Requirement: Every record that follows should be printed verbatim.

Stored records:

++++++++

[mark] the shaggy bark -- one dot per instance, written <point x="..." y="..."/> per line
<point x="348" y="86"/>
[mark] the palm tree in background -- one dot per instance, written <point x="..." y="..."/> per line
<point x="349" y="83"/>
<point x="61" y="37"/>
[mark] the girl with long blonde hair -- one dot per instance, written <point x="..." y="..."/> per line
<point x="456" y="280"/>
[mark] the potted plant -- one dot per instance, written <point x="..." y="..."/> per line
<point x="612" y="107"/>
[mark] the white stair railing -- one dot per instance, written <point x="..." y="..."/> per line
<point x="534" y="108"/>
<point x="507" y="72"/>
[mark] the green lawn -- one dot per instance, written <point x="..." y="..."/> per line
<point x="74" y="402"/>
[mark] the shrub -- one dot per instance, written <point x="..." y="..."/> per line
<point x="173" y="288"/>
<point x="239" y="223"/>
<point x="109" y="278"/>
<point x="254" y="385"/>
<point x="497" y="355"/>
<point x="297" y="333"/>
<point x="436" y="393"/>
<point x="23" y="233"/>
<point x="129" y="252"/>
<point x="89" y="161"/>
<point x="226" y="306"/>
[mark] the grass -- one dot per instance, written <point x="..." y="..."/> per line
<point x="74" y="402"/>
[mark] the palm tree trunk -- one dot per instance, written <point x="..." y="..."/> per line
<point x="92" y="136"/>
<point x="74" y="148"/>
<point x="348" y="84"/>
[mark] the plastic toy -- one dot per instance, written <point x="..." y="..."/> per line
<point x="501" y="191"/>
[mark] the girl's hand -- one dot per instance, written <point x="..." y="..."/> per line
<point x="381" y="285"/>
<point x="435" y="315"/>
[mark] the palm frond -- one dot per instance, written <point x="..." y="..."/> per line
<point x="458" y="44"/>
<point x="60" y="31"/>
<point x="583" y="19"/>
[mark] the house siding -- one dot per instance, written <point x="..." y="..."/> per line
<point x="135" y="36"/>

++++++++

Written solution:
[mark] the shaggy bark -- one dot per instance, written <point x="..." y="..."/> per line
<point x="348" y="86"/>
[mark] the palm tree in background -- one dot per instance, written <point x="..." y="..."/> per line
<point x="349" y="83"/>
<point x="61" y="37"/>
[mark] the girl with long blonde hair -- one dot per instance, written <point x="..." y="..."/> per line
<point x="456" y="280"/>
[mark] the potted plant -- one dot per instance, written <point x="..." y="..."/> per line
<point x="612" y="107"/>
[mark] the white stair railing -- one dot per instance, written <point x="..." y="..."/> per line
<point x="534" y="108"/>
<point x="507" y="72"/>
[mark] the green lawn -- one dot per instance, written <point x="..." y="..."/> per line
<point x="74" y="402"/>
[mark] the shrub -- one dot per instance, written <point x="..." y="..."/> per line
<point x="173" y="288"/>
<point x="239" y="223"/>
<point x="109" y="278"/>
<point x="254" y="385"/>
<point x="497" y="355"/>
<point x="297" y="333"/>
<point x="436" y="393"/>
<point x="23" y="233"/>
<point x="129" y="252"/>
<point x="89" y="161"/>
<point x="226" y="306"/>
[mark] the grass -- one dot per instance, written <point x="..." y="..."/> per line
<point x="74" y="402"/>
[mark] the palm tree trunk -- one dot per instance, written <point x="..." y="..."/> per line
<point x="92" y="136"/>
<point x="74" y="148"/>
<point x="348" y="84"/>
[mark] the plastic toy -- one dot per instance, written <point x="..." y="..."/> per line
<point x="501" y="191"/>
[mark] the girl's hand -- one dot per instance, written <point x="..." y="..."/> per line
<point x="381" y="285"/>
<point x="435" y="315"/>
[mark] the palm frond -- one dot per instance, written <point x="..." y="..."/> per line
<point x="458" y="44"/>
<point x="60" y="31"/>
<point x="583" y="19"/>
[mark] the house siding -- one dot per instance, written <point x="..." y="..."/> per line
<point x="135" y="36"/>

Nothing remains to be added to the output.